Reproduce the following lines exactly as they appear, without changing anything.

[Records from a collection]
(begin)
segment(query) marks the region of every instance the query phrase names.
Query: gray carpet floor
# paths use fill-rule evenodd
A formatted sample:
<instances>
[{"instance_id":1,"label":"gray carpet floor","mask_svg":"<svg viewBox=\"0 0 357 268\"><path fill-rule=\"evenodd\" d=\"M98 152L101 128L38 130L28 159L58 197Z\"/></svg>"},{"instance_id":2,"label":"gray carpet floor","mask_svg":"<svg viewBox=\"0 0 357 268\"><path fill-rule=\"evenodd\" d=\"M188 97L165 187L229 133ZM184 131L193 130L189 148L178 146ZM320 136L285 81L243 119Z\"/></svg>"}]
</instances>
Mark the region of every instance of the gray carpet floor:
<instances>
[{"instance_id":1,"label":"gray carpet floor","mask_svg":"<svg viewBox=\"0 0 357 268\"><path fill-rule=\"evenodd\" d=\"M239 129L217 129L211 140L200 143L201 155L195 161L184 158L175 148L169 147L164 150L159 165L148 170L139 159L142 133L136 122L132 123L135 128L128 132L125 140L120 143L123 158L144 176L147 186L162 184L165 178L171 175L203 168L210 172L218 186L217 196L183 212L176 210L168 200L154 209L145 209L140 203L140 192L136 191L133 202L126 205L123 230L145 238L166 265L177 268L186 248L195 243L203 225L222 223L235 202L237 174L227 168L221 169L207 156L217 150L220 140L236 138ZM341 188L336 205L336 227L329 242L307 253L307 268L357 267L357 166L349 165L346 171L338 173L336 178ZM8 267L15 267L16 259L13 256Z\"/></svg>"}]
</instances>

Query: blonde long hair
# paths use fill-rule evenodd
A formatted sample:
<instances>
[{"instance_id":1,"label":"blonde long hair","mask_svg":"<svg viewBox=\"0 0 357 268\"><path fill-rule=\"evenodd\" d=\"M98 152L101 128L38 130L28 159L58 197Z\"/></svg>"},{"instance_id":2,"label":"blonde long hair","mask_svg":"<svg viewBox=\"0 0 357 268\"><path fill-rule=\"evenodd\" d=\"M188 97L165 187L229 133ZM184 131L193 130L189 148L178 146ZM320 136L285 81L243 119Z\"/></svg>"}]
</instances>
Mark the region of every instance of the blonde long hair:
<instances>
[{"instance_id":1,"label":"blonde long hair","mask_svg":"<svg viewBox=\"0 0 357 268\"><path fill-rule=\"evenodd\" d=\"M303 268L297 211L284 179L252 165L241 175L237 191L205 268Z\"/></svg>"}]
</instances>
(end)
(WORKED ANSWER)
segment(query) marks the region of every instance the query phrase names.
Query: gray carpet floor
# paths use fill-rule evenodd
A formatted sample:
<instances>
[{"instance_id":1,"label":"gray carpet floor","mask_svg":"<svg viewBox=\"0 0 357 268\"><path fill-rule=\"evenodd\" d=\"M98 152L101 128L38 130L28 159L58 197Z\"/></svg>"},{"instance_id":2,"label":"gray carpet floor","mask_svg":"<svg viewBox=\"0 0 357 268\"><path fill-rule=\"evenodd\" d=\"M188 97L165 187L229 133ZM184 131L193 130L189 148L178 146ZM320 136L285 81L243 119Z\"/></svg>"}]
</instances>
Mark the region of every instance of the gray carpet floor:
<instances>
[{"instance_id":1,"label":"gray carpet floor","mask_svg":"<svg viewBox=\"0 0 357 268\"><path fill-rule=\"evenodd\" d=\"M239 129L217 129L211 140L200 143L201 155L195 161L184 158L175 148L169 147L164 150L159 165L148 170L139 159L142 133L136 122L132 123L135 128L128 132L125 140L120 143L123 158L144 176L147 186L162 184L165 178L171 175L203 168L210 172L218 186L217 196L183 212L176 210L168 200L154 209L145 209L140 203L140 192L136 191L133 202L126 205L123 230L145 238L166 265L177 268L186 248L195 243L203 225L222 223L235 202L237 174L227 168L221 169L207 156L217 150L220 140L236 138ZM341 188L336 205L336 227L329 242L307 253L307 268L357 267L357 166L349 165L346 171L338 173L336 178ZM8 267L15 267L16 259L13 256Z\"/></svg>"}]
</instances>

Query: blonde long hair
# paths use fill-rule evenodd
A formatted sample:
<instances>
[{"instance_id":1,"label":"blonde long hair","mask_svg":"<svg viewBox=\"0 0 357 268\"><path fill-rule=\"evenodd\" d=\"M98 152L101 128L38 130L28 159L58 197Z\"/></svg>"},{"instance_id":2,"label":"blonde long hair","mask_svg":"<svg viewBox=\"0 0 357 268\"><path fill-rule=\"evenodd\" d=\"M188 97L165 187L229 133ZM184 131L193 130L189 148L178 146ZM320 136L285 81L243 119Z\"/></svg>"}]
</instances>
Mark the region of every instance of the blonde long hair:
<instances>
[{"instance_id":1,"label":"blonde long hair","mask_svg":"<svg viewBox=\"0 0 357 268\"><path fill-rule=\"evenodd\" d=\"M303 268L297 211L284 179L252 165L241 175L237 191L205 268Z\"/></svg>"}]
</instances>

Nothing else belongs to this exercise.